> _ACTIVITY_: Write out the line that contains "the building facade", then every following line to the end of the records below, with no other lines and no changes.

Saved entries
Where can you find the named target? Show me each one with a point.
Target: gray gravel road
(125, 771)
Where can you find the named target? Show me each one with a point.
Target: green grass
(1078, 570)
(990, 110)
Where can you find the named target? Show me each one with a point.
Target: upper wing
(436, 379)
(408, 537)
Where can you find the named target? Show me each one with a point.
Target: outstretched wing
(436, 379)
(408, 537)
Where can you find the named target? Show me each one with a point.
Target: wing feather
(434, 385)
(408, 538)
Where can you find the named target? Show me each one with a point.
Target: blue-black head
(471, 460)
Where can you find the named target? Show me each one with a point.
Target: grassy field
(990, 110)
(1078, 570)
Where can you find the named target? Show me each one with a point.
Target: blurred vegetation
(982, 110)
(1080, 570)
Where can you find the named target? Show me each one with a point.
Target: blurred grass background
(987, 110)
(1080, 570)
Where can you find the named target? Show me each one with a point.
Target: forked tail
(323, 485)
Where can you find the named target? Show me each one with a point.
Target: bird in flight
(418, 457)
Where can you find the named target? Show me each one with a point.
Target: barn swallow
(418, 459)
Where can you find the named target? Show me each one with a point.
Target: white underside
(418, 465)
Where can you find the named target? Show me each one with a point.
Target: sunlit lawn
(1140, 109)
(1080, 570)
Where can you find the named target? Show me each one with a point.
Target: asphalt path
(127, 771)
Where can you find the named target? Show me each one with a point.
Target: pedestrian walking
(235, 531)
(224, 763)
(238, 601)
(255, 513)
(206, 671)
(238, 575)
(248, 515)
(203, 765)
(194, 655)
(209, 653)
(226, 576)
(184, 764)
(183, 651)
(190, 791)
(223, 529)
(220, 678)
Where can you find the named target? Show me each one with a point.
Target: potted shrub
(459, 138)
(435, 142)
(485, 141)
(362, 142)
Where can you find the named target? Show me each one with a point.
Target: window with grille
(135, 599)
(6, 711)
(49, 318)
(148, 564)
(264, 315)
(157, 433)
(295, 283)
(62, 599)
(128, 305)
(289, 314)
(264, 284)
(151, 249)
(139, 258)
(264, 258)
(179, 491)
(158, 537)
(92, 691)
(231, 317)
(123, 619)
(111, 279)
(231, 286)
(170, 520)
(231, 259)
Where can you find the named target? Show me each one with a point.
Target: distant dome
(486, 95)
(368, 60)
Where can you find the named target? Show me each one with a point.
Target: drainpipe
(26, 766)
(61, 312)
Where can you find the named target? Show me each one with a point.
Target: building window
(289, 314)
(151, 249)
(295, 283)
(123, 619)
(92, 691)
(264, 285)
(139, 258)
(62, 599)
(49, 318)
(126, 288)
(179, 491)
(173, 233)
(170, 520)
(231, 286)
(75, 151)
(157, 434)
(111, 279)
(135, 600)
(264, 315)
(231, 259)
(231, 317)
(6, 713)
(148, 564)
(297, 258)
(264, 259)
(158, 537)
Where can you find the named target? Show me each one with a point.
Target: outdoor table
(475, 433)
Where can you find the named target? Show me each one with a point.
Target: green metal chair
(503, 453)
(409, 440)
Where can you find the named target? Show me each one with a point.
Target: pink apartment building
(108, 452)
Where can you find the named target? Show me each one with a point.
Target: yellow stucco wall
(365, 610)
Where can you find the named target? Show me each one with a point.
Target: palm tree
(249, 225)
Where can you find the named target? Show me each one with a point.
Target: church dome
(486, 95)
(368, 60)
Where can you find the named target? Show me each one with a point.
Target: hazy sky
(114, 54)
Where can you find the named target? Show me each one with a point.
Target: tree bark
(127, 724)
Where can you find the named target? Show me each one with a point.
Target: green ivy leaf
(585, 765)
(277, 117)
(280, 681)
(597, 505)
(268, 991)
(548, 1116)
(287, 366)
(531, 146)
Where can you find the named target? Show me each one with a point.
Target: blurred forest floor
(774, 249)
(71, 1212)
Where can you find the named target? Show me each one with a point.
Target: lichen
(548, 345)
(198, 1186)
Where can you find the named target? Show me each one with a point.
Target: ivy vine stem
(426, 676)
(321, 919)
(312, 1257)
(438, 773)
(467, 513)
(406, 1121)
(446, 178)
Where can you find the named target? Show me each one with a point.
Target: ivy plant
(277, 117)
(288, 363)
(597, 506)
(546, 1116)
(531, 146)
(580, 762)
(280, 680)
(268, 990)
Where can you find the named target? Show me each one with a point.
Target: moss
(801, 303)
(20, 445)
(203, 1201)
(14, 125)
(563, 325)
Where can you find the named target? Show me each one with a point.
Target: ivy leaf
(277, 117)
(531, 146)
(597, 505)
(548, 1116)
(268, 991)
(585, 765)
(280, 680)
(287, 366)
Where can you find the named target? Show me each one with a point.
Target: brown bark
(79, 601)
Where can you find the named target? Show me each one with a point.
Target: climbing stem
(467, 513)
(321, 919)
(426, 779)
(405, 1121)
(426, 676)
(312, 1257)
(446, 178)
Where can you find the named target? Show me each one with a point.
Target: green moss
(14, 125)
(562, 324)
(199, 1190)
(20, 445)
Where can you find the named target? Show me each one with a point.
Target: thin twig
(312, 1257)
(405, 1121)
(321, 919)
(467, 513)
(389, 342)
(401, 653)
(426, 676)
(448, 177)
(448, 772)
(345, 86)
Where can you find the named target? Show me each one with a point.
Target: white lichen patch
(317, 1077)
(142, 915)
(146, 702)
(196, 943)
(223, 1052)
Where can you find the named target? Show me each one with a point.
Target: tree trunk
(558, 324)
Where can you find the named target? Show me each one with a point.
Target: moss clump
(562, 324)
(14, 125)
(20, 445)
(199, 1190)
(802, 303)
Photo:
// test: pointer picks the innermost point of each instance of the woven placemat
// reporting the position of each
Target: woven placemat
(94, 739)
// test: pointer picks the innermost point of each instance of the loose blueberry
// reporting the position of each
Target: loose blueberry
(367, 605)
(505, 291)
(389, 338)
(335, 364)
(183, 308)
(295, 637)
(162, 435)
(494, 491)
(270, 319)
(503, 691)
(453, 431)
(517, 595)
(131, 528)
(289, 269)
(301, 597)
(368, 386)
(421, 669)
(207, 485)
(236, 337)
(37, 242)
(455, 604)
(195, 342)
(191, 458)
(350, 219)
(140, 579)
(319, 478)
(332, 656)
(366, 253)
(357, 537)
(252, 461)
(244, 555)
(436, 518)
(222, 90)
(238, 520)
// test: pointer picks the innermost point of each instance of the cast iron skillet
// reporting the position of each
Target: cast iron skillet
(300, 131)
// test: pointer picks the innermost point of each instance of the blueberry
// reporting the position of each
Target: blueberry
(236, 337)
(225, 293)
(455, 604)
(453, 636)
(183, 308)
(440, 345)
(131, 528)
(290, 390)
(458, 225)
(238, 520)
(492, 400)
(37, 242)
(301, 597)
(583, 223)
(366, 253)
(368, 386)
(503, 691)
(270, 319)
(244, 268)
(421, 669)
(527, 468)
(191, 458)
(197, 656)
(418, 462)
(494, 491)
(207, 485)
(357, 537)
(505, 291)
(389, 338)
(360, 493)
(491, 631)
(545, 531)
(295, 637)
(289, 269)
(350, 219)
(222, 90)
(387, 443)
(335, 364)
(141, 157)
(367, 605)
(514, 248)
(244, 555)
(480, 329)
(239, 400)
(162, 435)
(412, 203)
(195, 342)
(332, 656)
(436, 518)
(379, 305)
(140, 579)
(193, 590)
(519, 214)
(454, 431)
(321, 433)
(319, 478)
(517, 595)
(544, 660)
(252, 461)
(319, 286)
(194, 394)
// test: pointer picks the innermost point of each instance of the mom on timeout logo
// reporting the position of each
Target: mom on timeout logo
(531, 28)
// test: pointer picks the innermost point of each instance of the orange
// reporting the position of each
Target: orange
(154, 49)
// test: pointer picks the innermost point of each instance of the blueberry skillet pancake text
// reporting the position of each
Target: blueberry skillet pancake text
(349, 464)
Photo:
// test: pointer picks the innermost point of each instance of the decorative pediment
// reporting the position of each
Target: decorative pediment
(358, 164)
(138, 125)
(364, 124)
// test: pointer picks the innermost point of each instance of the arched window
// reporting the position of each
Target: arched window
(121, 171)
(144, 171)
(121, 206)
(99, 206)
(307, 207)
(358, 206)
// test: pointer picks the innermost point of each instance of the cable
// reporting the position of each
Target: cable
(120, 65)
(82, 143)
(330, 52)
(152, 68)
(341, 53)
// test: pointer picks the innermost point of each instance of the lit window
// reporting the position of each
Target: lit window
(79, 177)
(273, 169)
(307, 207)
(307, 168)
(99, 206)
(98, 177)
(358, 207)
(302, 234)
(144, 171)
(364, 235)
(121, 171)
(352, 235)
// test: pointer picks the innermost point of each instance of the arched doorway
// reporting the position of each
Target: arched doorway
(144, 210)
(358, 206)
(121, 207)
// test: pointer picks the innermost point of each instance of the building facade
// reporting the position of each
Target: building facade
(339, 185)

> _RESULT OF THIS TASK_:
// test: pointer picks the innermost point of each instance of the building facade
// reporting the position of each
Target: building facade
(339, 185)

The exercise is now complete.